• Assignment
Copy every record that appears below, exactly as it stands.

• Materials provided
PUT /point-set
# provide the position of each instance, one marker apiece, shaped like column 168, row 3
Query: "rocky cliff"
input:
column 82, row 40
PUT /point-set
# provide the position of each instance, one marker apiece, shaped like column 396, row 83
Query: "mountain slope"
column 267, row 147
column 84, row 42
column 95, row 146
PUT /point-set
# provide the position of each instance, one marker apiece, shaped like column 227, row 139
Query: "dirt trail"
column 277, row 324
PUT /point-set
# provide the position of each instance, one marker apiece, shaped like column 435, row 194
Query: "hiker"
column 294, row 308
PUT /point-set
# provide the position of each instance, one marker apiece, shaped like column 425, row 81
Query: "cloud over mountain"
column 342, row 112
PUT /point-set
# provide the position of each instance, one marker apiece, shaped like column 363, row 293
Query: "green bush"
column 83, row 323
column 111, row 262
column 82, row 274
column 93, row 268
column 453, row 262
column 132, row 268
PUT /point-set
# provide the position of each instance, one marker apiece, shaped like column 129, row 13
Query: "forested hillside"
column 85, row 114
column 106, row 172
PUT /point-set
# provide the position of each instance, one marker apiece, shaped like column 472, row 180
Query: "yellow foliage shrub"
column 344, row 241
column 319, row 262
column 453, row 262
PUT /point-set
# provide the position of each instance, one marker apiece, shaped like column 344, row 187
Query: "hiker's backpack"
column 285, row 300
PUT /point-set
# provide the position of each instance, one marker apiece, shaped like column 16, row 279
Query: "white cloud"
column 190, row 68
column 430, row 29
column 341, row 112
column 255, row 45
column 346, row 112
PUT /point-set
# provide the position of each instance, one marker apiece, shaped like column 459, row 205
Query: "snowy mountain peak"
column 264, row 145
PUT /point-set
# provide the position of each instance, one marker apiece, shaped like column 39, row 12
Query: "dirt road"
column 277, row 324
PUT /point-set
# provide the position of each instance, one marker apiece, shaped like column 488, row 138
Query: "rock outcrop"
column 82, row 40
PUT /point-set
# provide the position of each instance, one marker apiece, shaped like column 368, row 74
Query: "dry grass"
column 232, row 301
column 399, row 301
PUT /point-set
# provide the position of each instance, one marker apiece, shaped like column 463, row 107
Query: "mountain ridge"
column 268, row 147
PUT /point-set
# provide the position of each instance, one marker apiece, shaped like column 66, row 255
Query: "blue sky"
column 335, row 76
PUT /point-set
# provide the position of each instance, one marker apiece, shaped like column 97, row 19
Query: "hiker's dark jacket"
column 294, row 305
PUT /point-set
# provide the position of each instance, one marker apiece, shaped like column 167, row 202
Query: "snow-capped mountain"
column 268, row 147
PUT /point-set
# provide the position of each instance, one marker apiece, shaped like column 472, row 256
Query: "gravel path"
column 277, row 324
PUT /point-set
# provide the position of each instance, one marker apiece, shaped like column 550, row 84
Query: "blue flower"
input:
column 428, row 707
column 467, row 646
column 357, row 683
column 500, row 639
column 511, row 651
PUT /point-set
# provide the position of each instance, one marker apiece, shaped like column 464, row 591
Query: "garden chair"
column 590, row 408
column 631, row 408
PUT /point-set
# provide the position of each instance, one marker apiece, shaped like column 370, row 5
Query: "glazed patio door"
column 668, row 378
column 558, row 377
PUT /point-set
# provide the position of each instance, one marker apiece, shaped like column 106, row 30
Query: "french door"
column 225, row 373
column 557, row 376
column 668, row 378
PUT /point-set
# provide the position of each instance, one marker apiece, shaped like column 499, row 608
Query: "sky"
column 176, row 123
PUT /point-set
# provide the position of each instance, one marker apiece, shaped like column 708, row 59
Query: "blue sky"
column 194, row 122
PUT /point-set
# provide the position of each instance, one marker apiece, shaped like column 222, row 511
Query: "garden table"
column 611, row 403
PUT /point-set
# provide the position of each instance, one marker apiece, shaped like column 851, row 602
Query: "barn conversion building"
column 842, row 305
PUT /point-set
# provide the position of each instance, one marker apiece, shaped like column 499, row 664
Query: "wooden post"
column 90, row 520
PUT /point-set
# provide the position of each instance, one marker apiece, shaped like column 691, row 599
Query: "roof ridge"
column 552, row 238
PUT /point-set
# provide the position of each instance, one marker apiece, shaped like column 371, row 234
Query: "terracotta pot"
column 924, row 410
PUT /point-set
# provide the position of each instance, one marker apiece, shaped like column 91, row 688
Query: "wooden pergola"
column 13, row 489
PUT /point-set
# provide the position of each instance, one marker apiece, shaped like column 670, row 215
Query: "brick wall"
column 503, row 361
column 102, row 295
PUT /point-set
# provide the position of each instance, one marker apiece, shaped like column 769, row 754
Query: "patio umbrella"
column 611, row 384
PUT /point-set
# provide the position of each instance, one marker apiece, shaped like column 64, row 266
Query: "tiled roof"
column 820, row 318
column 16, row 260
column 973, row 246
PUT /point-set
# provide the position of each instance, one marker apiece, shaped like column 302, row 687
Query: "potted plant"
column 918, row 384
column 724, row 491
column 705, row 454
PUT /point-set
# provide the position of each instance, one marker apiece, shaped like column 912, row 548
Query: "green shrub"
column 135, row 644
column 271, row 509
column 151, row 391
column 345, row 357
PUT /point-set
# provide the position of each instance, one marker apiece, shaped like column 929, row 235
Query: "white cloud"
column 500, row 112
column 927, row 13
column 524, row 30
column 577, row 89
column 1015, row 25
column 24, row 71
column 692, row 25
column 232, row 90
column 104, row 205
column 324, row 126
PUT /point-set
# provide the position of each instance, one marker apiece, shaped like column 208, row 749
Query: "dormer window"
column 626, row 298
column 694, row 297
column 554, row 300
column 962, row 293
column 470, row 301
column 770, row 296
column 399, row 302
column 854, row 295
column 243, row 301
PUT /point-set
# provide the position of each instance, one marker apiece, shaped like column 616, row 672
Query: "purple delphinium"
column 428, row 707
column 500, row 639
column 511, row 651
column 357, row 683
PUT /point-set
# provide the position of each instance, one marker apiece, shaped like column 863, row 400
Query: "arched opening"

• Your solution
PUT /point-set
# provide the position of each instance, one marker apiece, shaped like column 168, row 3
Query: "rocky cliff"
input:
column 82, row 40
PUT /point-set
# provide the position of each instance, one marker apiece, shaped like column 396, row 83
Query: "mountain slope"
column 267, row 147
column 84, row 42
column 95, row 146
PUT /point-set
# provide the position of each instance, one marker apiece, shaped like column 227, row 139
Query: "dirt trail"
column 277, row 324
PUT /point-set
# provide the position of each instance, one marker apiece, shaped like column 435, row 194
Query: "hiker"
column 294, row 308
PUT /point-set
# provide the position of each instance, one marker apiece, shaped like column 425, row 81
Query: "cloud over mountain"
column 342, row 112
PUT /point-set
# provide the position of each instance, one marker apiece, shaped like column 363, row 293
Query: "green bush"
column 83, row 323
column 111, row 262
column 82, row 274
column 93, row 268
column 453, row 262
column 132, row 268
PUT /point-set
# provide the position of each instance, one marker apiece, shaped like column 129, row 13
Query: "forested hillside"
column 85, row 114
column 106, row 172
PUT /point-set
# provide the position of each instance, one marker apiece, shaped like column 472, row 180
Query: "yellow foliage shrub"
column 344, row 241
column 319, row 262
column 453, row 262
PUT /point-set
# provide the position of each instance, one marker apiece, shaped like column 344, row 187
Query: "hiker's backpack"
column 285, row 300
PUT /point-set
# provide the position of each instance, one marker apiece, shaped like column 16, row 279
Query: "white cloud"
column 190, row 68
column 430, row 29
column 341, row 112
column 255, row 45
column 346, row 112
PUT /point-set
# provide the position of each instance, one marker apiece, shaped like column 459, row 205
Query: "snowy mountain peak"
column 264, row 145
PUT /point-set
# provide the position of each instance, one marker apiece, shaped like column 39, row 12
Query: "dirt road"
column 277, row 324
PUT /point-set
# provide the position of each instance, one marker apiece, shaped like column 488, row 138
Query: "rock outcrop"
column 82, row 40
PUT /point-set
# provide the position of each instance, one marker apiece, shaped like column 368, row 74
Query: "dry grass"
column 232, row 301
column 399, row 301
PUT /point-set
# provide the position of each instance, one marker apiece, shaped like column 463, row 107
Query: "mountain ridge"
column 268, row 147
PUT /point-set
# provide the position of each instance, one marker apiece, shaped like column 66, row 255
Query: "blue sky"
column 335, row 76
PUT /point-set
# provide the position of each instance, one marker apiece, shaped like column 97, row 19
Query: "hiker's dark jacket"
column 294, row 305
PUT /point-set
# provide the position of each instance, one marker apiece, shaped like column 167, row 202
Query: "snow-capped mountain"
column 268, row 147
PUT /point-set
# provide the position of each instance, one marker apiece, shaped like column 472, row 256
Query: "gravel path"
column 277, row 324
PUT /point-set
# provide the position of each instance, one marker apiece, shaped like column 550, row 84
Query: "blue flower"
input:
column 428, row 707
column 467, row 646
column 357, row 683
column 500, row 639
column 511, row 651
PUT /point-set
# provide the position of each instance, one marker apiece, shaped like column 464, row 591
Query: "garden chair"
column 590, row 408
column 631, row 408
PUT /point-set
# provide the position of each instance, one marker apiece, shaped like column 370, row 5
Query: "glazed patio door"
column 668, row 378
column 558, row 377
PUT /point-set
# provide the position of each instance, one marker apiece, shaped like column 106, row 30
Query: "french door"
column 225, row 373
column 557, row 376
column 668, row 378
PUT /point-set
# provide the position of each instance, one marker apiece, shaped like column 499, row 608
Query: "sky"
column 176, row 123
PUT /point-set
# provide the position of each instance, one marker apiece, shaped like column 708, row 59
Query: "blue sky"
column 194, row 122
PUT /point-set
# provide the position of each instance, one marker apiece, shaped like column 222, row 511
Query: "garden table"
column 611, row 403
PUT /point-set
# provide the position of each instance, one marker apiece, shaped like column 851, row 602
Query: "barn conversion building"
column 842, row 305
PUT /point-set
# provide the position of each instance, one marker apiece, shaped like column 499, row 664
Query: "wooden post"
column 90, row 520
PUT /point-set
# provide the position of each instance, one marker apiece, shaped like column 691, row 599
Query: "roof ridge"
column 552, row 238
PUT /point-set
# provide the position of each instance, one marker apiece, shaped like column 371, row 234
Query: "terracotta pot"
column 924, row 410
PUT /point-set
# provide the position of each instance, one marker apiece, shaped like column 91, row 688
Query: "wooden pergola"
column 13, row 489
PUT /point-set
# provide the position of each instance, one marker apiece, shaped like column 670, row 215
Query: "brick wall"
column 503, row 361
column 102, row 295
PUT /point-set
# provide the position of each instance, one marker apiece, shaped like column 769, row 754
Query: "patio umbrella"
column 611, row 384
PUT /point-set
# provide the position of each instance, one marker apiece, shaped like column 64, row 266
Query: "tiled roof"
column 820, row 318
column 16, row 260
column 973, row 246
PUT /point-set
# provide the position of each instance, one marker apiece, shaped like column 302, row 687
Query: "potted plant"
column 918, row 384
column 724, row 491
column 705, row 454
PUT /point-set
# provide the position of each instance, one marker apiece, shaped like column 912, row 548
Query: "green shrub"
column 135, row 644
column 271, row 509
column 151, row 391
column 345, row 357
PUT /point-set
# provide the position of each instance, one marker apiece, shaped like column 929, row 235
Query: "white cloud"
column 500, row 112
column 927, row 13
column 524, row 30
column 577, row 89
column 1015, row 25
column 24, row 71
column 692, row 25
column 232, row 90
column 104, row 205
column 324, row 126
PUT /point-set
# provide the position of each instance, one marker apiece, shaped like column 208, row 749
Query: "dormer window"
column 626, row 298
column 694, row 297
column 554, row 300
column 962, row 293
column 470, row 301
column 770, row 296
column 399, row 302
column 854, row 295
column 243, row 301
PUT /point-set
# provide the position of each instance, one marker apiece, shaped like column 616, row 672
Query: "purple delphinium"
column 428, row 707
column 500, row 639
column 511, row 651
column 357, row 683
PUT /point-set
# provide the position of each instance, one marker apiece, shaped like column 863, row 400
Query: "arched opening"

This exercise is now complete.